→ TASK TO CARRY OUT: Copy out only those lines running from the line with "Task: Q: Indicate the blue throw" to the end of the listing, keeping each one exactly as it is.

Point annotation dataset records:

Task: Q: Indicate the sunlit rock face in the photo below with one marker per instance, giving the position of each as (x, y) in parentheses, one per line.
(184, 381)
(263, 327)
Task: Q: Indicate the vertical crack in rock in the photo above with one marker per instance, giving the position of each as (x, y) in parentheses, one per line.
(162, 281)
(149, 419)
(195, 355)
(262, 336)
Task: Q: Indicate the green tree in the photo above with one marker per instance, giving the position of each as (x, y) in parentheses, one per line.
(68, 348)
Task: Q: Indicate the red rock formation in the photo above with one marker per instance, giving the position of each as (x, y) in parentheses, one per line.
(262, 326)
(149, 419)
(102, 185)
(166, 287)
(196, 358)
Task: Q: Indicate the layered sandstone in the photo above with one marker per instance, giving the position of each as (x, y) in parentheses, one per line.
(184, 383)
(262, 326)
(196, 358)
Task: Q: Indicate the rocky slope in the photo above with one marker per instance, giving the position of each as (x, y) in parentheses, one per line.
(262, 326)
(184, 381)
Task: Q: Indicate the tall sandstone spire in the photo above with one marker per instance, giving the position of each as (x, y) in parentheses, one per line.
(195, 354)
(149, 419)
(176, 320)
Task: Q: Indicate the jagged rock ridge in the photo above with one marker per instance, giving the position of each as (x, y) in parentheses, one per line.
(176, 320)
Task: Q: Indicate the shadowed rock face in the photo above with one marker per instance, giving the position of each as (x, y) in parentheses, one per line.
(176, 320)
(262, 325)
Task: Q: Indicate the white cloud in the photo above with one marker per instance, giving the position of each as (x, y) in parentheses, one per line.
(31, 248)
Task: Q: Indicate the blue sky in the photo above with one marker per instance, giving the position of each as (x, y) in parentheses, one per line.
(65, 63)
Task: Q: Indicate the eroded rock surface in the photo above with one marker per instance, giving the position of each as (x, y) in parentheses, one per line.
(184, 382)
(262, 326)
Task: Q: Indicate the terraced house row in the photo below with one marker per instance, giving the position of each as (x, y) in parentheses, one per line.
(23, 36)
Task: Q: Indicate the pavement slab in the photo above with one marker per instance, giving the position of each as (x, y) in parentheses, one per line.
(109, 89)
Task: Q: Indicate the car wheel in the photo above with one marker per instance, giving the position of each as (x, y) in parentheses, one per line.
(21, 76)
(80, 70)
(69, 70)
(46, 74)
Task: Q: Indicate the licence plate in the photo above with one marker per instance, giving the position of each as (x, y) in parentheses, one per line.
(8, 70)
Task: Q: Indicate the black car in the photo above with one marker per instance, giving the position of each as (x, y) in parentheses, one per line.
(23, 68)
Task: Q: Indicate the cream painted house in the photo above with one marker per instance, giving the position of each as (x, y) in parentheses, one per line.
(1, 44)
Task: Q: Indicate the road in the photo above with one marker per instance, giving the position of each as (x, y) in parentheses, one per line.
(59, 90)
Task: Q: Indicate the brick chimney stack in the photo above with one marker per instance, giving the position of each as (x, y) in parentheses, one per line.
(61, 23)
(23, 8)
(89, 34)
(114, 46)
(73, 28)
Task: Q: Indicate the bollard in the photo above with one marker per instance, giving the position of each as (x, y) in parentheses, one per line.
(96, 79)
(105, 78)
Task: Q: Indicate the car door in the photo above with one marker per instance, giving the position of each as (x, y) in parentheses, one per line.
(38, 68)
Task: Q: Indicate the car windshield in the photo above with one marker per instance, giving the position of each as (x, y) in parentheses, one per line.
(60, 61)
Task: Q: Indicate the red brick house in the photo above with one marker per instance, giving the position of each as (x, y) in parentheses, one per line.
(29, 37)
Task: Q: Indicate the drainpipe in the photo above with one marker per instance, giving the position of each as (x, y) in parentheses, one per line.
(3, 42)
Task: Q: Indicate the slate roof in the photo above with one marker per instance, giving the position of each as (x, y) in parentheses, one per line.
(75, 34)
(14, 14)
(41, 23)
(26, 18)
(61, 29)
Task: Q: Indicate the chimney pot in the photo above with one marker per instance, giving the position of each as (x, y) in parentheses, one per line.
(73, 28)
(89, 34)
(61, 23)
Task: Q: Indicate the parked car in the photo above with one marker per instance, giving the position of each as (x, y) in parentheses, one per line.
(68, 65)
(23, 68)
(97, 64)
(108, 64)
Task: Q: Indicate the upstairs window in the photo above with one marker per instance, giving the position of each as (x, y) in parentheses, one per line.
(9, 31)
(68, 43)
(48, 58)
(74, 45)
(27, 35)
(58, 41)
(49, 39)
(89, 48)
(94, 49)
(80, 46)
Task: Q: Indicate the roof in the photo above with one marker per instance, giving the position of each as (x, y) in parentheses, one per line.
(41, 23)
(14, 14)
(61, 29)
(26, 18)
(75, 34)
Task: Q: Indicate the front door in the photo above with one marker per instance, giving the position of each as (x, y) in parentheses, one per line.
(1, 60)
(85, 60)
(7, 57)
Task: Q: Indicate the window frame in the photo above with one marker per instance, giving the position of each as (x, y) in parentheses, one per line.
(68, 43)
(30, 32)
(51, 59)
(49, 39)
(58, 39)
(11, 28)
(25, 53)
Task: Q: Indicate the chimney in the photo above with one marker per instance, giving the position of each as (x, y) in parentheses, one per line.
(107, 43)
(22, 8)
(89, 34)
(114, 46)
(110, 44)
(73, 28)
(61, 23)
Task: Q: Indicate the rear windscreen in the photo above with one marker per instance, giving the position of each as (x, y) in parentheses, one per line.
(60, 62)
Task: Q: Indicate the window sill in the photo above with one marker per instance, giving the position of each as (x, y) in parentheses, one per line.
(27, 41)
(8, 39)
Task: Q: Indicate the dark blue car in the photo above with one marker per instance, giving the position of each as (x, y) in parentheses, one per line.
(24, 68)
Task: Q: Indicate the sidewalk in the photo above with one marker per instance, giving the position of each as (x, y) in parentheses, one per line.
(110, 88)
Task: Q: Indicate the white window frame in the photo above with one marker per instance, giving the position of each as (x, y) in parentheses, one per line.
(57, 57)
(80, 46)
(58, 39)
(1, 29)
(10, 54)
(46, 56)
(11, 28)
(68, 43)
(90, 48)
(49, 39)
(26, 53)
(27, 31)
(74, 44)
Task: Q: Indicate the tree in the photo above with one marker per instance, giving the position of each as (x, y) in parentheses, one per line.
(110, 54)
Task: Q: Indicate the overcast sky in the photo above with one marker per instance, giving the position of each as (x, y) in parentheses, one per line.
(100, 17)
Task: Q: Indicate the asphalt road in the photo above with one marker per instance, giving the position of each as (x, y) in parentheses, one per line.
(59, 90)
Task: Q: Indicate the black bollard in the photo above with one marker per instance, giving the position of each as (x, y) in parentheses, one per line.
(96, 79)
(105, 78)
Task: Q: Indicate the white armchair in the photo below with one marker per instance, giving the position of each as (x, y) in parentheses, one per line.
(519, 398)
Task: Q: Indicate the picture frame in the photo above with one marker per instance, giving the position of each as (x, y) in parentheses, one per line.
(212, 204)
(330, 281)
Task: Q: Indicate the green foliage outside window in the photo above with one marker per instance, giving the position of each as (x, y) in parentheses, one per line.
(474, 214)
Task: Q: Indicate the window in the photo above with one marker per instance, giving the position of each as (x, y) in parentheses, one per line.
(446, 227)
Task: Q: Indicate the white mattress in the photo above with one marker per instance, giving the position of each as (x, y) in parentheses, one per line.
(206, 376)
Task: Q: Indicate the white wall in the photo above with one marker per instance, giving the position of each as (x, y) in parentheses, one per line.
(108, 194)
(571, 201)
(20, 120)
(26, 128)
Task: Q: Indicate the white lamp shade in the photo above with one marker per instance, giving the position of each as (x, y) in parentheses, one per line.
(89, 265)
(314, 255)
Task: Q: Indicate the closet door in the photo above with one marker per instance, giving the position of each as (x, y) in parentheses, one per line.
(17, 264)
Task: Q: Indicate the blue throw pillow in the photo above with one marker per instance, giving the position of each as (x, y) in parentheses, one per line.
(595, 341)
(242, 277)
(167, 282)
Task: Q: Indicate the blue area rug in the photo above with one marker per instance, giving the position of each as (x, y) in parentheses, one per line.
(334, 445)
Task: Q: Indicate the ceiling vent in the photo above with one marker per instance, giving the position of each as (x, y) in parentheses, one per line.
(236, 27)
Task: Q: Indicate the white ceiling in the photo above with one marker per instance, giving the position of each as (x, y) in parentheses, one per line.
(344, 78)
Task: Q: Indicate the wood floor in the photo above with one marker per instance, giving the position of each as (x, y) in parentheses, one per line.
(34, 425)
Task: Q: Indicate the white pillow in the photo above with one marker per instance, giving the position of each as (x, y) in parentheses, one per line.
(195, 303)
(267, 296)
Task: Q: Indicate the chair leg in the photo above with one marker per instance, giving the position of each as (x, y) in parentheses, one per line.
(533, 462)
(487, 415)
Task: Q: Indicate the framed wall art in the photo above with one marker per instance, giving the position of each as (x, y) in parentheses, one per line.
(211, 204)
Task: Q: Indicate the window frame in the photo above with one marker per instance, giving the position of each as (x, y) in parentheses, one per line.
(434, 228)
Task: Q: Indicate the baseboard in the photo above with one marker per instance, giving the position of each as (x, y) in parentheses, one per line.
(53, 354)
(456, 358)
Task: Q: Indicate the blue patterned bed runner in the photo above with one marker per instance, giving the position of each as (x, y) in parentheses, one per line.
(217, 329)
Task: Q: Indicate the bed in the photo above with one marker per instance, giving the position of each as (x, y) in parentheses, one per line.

→ SOLUTION TO THIS EXERCISE:
Task: Q: Indicate the blue throw pillow in the photo above with one marker per instance, giving the position of each as (x, y) in parentheses, one per line.
(595, 341)
(242, 277)
(167, 282)
Task: Q: Indicate the blue area rug in the photo above with one marker per instance, giving the position of each as (x, y) in parentheses, one per line.
(334, 445)
Task: Q: Indicate the ceiling vent in the photo above with one marker per instance, giving the position of each as (x, y) in parentheses, one per line.
(236, 27)
Task: Q: Indicate the white ceiling in the photo above with one marker per instance, giving the position of each as (x, y) in parentheses, one per line.
(344, 78)
Task: Q: Indicate the wood floor in the photo above with one marker per instance, giving the position of each as (x, y) in parentheses, one per line.
(34, 425)
Task: Q: Indicate the white pillow in the photo above with one marker per instance, giving the position of each as (x, y) in parentheses, one per line.
(195, 303)
(267, 296)
Task: Q: Indicate the chair leg in the photo above with one marker per instance, giving the position of each as (x, y) in parentheses, one per line.
(533, 462)
(487, 415)
Task: Q: Indicate the framed wall art in the photo above with one marker per instance, giving the position of each as (x, y) in parentheses, one per line.
(211, 204)
Task: Q: Indicate the window frame in the photo above with one marker per instance, giving the position of each as (x, y) in parentheses, one per line.
(434, 228)
Task: Q: Indicate the baseboard in the photo above with one marker per instance, giving the position of each as (x, y) in parentheses, one per line.
(53, 354)
(456, 358)
Task: Q: Indicate the blue patterned bed runner in the photo above with one marker per instance, giving the position of each as (x, y) in parentheses, one per line.
(217, 329)
Task: Q: Indicate the bed in the photo above with one marker per instance, giving the position of each as (x, y) in parentheses, one per line.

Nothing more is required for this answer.